How many lines in the records below contain the string "target"? Reply with the number alone.

### Stored dataset items
* start *
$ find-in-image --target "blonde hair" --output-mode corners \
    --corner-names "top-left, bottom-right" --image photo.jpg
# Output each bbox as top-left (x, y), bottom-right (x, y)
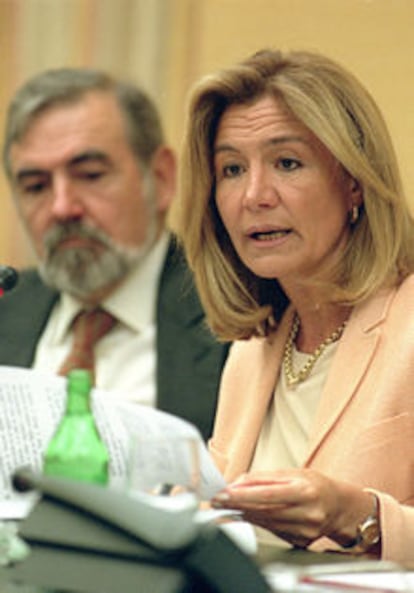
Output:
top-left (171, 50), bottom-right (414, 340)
* end *
* start *
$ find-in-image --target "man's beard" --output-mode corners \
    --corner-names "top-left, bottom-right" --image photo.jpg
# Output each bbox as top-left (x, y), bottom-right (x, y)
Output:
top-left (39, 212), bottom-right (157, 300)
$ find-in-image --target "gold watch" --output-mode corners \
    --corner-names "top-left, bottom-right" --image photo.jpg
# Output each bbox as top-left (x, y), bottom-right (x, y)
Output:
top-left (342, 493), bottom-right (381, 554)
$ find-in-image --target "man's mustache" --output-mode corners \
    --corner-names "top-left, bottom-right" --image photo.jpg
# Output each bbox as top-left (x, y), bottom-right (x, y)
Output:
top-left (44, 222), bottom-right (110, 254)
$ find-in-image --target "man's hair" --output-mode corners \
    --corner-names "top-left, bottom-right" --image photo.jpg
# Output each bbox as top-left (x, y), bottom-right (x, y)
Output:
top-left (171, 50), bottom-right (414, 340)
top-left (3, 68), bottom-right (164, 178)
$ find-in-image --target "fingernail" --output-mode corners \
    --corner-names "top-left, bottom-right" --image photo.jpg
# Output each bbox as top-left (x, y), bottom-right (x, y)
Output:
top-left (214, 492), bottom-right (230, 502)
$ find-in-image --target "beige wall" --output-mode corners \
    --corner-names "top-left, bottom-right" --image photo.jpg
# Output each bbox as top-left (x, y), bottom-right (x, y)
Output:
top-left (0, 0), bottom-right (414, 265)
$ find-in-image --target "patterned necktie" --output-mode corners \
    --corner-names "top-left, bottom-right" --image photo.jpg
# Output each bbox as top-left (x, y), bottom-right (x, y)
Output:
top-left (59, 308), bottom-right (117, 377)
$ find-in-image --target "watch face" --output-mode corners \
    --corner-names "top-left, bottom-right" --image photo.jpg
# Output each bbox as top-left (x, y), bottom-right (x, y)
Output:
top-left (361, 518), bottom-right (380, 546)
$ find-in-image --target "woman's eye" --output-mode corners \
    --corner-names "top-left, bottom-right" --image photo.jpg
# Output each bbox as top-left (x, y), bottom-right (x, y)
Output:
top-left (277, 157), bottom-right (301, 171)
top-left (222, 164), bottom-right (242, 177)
* end *
### EXPECTED OUTPUT
10